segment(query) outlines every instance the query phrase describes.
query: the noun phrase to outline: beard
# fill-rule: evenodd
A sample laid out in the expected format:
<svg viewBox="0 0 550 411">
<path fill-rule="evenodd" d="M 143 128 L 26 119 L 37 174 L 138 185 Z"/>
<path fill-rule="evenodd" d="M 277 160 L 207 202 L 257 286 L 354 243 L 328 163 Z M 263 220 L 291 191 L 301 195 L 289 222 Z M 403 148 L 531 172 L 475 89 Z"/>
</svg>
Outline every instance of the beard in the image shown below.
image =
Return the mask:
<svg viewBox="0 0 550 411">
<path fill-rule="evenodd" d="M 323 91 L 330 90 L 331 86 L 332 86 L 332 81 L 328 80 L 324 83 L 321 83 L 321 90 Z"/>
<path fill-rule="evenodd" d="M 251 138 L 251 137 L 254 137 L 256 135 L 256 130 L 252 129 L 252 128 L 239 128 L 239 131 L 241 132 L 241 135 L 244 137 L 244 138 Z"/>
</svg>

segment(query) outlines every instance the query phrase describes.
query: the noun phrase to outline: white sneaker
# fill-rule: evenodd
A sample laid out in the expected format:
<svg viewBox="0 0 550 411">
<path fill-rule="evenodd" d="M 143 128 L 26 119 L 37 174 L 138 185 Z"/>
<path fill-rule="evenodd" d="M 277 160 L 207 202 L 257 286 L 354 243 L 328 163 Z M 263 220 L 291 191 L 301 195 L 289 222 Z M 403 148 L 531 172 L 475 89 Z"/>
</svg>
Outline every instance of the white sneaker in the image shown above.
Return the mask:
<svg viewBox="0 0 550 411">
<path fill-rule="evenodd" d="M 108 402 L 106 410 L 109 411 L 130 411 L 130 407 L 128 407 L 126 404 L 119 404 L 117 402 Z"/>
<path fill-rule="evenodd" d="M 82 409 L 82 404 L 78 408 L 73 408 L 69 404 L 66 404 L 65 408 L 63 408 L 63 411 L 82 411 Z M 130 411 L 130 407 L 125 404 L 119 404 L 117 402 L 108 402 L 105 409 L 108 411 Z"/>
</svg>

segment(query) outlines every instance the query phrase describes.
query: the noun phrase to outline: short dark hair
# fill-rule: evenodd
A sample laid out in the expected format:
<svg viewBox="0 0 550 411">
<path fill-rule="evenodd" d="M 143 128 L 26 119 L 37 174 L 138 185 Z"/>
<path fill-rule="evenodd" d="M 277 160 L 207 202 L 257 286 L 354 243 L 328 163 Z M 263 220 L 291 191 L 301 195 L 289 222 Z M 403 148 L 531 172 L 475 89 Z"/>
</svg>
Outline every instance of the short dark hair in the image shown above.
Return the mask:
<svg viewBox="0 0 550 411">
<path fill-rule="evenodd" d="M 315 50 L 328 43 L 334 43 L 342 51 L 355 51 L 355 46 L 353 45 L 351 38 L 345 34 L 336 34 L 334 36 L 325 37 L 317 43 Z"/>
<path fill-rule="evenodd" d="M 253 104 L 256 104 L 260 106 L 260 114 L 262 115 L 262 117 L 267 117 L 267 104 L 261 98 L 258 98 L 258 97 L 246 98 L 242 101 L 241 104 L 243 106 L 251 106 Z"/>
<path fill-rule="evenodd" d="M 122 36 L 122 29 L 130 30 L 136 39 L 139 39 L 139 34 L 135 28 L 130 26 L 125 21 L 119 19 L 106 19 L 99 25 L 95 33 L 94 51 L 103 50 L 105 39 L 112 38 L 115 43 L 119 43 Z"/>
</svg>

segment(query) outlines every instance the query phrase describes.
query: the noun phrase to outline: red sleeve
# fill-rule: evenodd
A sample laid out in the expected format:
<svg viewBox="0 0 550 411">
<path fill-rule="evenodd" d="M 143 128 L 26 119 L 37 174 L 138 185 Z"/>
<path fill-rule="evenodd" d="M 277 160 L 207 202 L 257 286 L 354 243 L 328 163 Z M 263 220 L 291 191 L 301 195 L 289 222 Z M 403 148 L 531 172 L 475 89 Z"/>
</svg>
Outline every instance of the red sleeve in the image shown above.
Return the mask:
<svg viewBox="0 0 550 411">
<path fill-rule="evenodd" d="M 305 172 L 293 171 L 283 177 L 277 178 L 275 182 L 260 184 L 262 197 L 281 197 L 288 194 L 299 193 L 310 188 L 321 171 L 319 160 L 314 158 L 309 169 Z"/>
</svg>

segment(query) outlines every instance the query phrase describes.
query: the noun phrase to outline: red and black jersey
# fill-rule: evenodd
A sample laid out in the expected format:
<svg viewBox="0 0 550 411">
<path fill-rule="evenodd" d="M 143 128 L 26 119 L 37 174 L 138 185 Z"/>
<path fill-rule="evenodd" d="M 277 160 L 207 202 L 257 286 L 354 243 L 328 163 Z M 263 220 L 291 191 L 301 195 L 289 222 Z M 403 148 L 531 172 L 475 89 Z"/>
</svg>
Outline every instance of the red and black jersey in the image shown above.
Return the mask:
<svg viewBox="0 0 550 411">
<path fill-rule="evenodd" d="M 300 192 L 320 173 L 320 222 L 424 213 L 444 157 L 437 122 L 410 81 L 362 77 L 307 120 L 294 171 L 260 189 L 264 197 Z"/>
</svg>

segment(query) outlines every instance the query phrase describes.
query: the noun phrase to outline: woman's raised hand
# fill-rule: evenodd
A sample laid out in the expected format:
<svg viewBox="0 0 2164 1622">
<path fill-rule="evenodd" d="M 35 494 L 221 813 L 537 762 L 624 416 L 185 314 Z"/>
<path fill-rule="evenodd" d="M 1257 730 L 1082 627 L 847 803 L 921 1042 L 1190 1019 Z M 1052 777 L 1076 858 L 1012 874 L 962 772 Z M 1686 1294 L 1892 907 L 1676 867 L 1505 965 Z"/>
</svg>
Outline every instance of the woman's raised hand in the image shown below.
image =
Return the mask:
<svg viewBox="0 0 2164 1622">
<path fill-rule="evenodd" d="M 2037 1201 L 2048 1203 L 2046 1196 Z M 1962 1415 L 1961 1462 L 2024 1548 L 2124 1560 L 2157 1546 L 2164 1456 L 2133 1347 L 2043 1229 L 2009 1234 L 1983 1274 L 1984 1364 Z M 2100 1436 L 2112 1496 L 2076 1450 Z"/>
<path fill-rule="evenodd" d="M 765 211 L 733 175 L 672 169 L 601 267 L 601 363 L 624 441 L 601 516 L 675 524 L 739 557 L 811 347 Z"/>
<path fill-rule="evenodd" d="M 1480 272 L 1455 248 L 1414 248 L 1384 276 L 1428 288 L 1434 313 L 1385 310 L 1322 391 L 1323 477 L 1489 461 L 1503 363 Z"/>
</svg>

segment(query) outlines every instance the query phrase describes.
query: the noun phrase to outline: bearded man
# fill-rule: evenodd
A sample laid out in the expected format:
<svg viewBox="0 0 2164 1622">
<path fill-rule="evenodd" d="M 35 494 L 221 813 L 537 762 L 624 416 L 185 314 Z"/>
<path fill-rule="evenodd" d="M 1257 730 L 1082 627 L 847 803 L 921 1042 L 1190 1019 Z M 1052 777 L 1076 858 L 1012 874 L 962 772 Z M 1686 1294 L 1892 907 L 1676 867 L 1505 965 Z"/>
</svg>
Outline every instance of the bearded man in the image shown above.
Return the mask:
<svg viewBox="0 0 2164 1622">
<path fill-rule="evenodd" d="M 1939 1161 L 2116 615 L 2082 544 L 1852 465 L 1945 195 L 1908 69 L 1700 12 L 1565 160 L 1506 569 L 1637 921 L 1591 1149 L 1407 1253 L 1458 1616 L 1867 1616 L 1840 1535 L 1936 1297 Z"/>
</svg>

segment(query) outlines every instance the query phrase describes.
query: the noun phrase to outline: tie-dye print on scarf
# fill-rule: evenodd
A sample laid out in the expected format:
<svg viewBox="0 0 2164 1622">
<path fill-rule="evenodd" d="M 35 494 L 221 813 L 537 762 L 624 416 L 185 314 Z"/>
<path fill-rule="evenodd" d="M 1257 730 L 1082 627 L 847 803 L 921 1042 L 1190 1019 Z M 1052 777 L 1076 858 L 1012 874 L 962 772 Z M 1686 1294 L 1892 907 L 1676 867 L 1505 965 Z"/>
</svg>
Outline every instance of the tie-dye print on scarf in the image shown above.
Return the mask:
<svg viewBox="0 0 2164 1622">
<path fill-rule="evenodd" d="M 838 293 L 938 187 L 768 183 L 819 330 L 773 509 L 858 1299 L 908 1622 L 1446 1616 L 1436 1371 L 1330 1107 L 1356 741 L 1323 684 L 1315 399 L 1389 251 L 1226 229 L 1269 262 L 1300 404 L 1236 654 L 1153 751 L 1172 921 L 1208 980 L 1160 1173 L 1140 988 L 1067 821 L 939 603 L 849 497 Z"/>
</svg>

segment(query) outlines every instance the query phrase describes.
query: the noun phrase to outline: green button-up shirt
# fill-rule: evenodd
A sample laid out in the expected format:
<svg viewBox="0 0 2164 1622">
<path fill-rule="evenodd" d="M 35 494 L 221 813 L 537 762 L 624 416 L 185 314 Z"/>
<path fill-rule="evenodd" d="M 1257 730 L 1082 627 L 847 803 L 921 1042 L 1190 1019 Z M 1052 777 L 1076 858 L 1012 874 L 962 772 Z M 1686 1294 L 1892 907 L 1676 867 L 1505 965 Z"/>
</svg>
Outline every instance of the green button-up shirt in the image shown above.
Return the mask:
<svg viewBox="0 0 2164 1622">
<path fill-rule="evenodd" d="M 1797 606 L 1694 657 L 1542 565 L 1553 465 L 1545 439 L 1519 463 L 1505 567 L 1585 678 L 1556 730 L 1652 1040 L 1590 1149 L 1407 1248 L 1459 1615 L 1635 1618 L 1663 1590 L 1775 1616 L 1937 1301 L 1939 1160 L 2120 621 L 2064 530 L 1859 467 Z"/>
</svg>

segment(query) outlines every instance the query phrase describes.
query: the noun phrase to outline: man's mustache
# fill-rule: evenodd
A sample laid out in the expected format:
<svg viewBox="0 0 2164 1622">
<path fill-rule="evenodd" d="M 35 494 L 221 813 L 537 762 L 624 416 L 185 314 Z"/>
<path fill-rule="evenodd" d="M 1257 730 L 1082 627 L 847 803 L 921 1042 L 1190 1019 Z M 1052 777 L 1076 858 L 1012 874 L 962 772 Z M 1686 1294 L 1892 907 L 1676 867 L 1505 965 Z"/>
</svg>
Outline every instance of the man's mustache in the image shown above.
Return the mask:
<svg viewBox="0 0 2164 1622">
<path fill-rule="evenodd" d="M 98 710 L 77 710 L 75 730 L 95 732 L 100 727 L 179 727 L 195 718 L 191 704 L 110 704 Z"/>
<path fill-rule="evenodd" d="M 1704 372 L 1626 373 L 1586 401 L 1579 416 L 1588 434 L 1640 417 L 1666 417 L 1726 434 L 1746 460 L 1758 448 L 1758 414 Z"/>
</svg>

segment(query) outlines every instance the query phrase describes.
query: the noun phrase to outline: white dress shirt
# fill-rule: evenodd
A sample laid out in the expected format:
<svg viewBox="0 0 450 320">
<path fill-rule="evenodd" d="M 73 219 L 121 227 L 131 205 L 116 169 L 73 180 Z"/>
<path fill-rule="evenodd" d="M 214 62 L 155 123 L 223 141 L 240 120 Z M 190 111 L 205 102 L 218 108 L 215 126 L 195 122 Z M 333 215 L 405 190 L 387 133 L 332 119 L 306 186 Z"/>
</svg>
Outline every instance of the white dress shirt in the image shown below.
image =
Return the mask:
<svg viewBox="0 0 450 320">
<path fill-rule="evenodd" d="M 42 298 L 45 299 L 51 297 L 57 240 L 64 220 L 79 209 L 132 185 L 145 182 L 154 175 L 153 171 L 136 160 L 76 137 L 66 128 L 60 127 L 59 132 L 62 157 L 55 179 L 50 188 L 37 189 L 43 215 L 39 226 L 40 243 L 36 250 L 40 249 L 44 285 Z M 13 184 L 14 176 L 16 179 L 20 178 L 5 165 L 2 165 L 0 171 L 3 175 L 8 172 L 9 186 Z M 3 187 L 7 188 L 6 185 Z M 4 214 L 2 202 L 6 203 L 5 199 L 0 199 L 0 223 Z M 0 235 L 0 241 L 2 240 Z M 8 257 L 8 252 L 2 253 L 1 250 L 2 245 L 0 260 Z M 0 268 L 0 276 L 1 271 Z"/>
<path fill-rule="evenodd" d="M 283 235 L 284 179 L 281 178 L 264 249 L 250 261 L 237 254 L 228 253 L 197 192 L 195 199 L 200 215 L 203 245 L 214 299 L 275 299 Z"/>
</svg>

**WORK TO COMPLETE**
Could you please find every line of the listing above holding the string "raised" and copy it?

**ANSWER TO THIS EXERCISE**
query: the noun phrase to outline: woman's raised hand
Outline every instance of the woman's raised hand in the image shown below.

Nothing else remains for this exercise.